DOCUMENT SEGMENT:

[Start of section]

I would have expected the Democratic National Convention to have provided President Obama with a larger phony bump. The effect was modest:
|Query String||Hit Count||Change Since
|"Barack Obama" phony||6,270,000||+190,000|
|"Mitt Romney" phony||1,570,000||+80,000|
|"Gary Johnson" phony||440,000||-10,000|
In an interview with Bill O'Reilly, Senator John McCain
offered some advice to the Romney campaign. Including:
"You got to let the folks know who you are in a sincere way. It's not a phony political deal," McCain said, offering some advice on what he's learned himself as a two-time Republican presidential candidate.
Pun Salad will offer additional advice to the Romney campaign: politely but firmly decline to take advice from John McCain.

[End of section]

(Point localization data)
[Start of section]

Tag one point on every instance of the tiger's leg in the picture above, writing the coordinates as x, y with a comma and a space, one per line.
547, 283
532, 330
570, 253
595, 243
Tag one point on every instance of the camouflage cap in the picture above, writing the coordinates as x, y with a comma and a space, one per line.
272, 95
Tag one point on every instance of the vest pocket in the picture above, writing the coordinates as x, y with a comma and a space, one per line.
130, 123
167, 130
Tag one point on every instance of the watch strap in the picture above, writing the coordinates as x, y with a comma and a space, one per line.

[End of section]

TASK PROMPT: Can you resume the post about the candidates' "phony" search counts, picking up after its final sentence? This listing has no connection to the post above it.

EXERCISE RESPONSE:
The DNC inspired
Doan to reminisce about Obama's acceptance speech four years ago:
Four years ago, Barack Obama chose to use ten, grandiose, Greek columns as the backdrop for his speech at the 2008 Democratic National Convention in Denver. The staging was a rather clumsy effort to substitute showmanship and theatre to help disguise Mr. Obama's hostility towards American enterprise.
What many Americans watching the Obama speech four years ago may not have realized was that Obama's fake Greek columns were a bad omen of things to come. Mr. Obama was about to put the United States on the same economic path as Greece.
That's not a difficult point to make. Will Romney be able to make it?
Democrats used to bill themselves as "reality-based", but David Harsanyi saw little evidence of that
at the DNC.
Government is the only thing we all belong to--but, don't worry, you won't have to pay for any of it. That about sums up the Democratic National Convention's case to America, a place where whatever isn't handed to you is actually just being taken away.
Or as Bastiat put it:
"Government is the great fiction through which everybody endeavors to live at the expense of everybody else."
Democrats believe Bastiat's fiction is reality, and that it can actually work.
Some Republicans will, on the other hand, agree with Bastiat. If you get them drunk. And promise not to quote them on the record.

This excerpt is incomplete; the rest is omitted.